*YOUR INSTRUCTIONS*:
Would you repeat, exactly as given, the line with "In this exercise you will mark the silver" and every line after it to the end of the entries?

Data records
################
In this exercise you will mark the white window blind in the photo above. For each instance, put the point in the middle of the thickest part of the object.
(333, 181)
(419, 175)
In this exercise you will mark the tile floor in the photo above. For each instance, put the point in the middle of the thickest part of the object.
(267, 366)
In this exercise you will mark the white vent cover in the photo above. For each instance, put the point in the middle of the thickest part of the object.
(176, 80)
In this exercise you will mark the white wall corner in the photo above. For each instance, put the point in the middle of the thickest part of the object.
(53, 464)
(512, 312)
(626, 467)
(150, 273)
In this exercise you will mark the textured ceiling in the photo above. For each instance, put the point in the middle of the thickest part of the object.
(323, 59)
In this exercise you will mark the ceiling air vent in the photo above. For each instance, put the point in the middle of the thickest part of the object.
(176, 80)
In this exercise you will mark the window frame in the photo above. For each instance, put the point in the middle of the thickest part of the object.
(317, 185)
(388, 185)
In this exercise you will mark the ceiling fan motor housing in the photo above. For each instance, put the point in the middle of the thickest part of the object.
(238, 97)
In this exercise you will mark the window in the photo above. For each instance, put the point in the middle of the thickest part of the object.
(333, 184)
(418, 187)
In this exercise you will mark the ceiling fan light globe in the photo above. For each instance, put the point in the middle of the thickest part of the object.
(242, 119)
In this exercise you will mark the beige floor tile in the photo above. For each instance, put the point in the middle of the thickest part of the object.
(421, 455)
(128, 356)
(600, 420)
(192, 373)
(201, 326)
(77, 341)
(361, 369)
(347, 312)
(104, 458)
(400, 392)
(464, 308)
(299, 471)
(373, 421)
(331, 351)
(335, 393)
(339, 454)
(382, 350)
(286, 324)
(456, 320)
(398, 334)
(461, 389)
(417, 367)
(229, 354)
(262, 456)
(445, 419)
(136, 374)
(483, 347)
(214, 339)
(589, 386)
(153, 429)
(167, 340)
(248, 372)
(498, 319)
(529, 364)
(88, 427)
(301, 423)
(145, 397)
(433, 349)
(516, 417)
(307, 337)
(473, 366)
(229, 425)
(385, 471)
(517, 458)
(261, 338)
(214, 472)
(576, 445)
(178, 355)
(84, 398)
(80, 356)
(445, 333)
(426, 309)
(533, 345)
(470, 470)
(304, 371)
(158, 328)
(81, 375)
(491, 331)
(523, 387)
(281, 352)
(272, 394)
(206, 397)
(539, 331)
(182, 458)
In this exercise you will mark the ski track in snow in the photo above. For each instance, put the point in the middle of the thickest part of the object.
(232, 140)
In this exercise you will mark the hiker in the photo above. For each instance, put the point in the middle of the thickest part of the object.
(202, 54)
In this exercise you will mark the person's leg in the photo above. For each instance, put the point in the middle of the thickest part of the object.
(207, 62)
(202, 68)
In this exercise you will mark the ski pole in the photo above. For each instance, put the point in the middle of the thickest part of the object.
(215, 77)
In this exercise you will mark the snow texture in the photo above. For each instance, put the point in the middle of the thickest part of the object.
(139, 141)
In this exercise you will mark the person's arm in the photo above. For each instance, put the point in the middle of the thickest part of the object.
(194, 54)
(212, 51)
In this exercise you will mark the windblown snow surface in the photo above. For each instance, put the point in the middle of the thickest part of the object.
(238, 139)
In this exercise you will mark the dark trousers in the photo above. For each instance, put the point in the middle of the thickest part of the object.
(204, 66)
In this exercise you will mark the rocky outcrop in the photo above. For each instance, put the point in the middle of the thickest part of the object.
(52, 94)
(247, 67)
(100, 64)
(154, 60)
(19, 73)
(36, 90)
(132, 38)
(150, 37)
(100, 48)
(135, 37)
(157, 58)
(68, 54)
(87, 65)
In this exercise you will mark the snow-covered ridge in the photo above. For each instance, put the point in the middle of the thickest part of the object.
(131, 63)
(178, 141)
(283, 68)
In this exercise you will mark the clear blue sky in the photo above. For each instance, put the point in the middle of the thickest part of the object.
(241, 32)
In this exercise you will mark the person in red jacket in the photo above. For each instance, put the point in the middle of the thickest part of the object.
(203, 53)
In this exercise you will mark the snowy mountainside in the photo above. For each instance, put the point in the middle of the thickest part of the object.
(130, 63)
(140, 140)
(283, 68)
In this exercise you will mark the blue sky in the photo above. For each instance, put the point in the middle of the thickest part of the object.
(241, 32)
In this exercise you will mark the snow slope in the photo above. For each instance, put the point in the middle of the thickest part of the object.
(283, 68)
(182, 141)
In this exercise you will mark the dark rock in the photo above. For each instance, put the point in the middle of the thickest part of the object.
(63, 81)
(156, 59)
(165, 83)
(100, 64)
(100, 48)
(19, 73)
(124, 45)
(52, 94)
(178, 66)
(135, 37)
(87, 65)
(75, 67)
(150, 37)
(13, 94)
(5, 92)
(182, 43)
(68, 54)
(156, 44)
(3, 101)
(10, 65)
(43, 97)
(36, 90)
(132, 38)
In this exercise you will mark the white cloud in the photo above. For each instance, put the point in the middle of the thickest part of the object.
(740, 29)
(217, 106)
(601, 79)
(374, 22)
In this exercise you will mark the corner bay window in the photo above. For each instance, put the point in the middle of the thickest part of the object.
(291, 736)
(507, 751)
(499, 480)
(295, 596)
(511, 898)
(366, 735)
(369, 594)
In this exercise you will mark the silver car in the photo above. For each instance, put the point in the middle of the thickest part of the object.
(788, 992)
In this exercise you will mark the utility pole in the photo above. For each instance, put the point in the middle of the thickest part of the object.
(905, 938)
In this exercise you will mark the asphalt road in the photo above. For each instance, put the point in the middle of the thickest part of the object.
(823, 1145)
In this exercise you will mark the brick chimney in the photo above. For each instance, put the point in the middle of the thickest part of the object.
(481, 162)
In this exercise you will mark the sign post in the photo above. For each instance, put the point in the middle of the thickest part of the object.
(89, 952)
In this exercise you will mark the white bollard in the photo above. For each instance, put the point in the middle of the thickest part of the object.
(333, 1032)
################
*RESPONSE AREA*:
In this exercise you will mark the silver car in the photo above. For each instance, put the point in the middle of the thickest part of the object.
(788, 992)
In this exercise you will mark the utility pole in the photo above. For each instance, put the point in the middle of the thickest part of the object.
(905, 938)
In this exercise you will mark the asphalt road in the photo above. For each instance, put the point in the middle of the thickest part of the object.
(823, 1145)
In this exercise you will mark the brick chimney in the photo above. For each instance, put the point in the middle of the thickest part of the object.
(481, 162)
In this exercise you will mark the sign post in the photo above. For each instance, put the point in the middle of the thickest part of the object.
(89, 952)
In this exercise you will mark the white bollard in the photo above. For each instance, put the point in the middle of the thickest part of the object.
(333, 1032)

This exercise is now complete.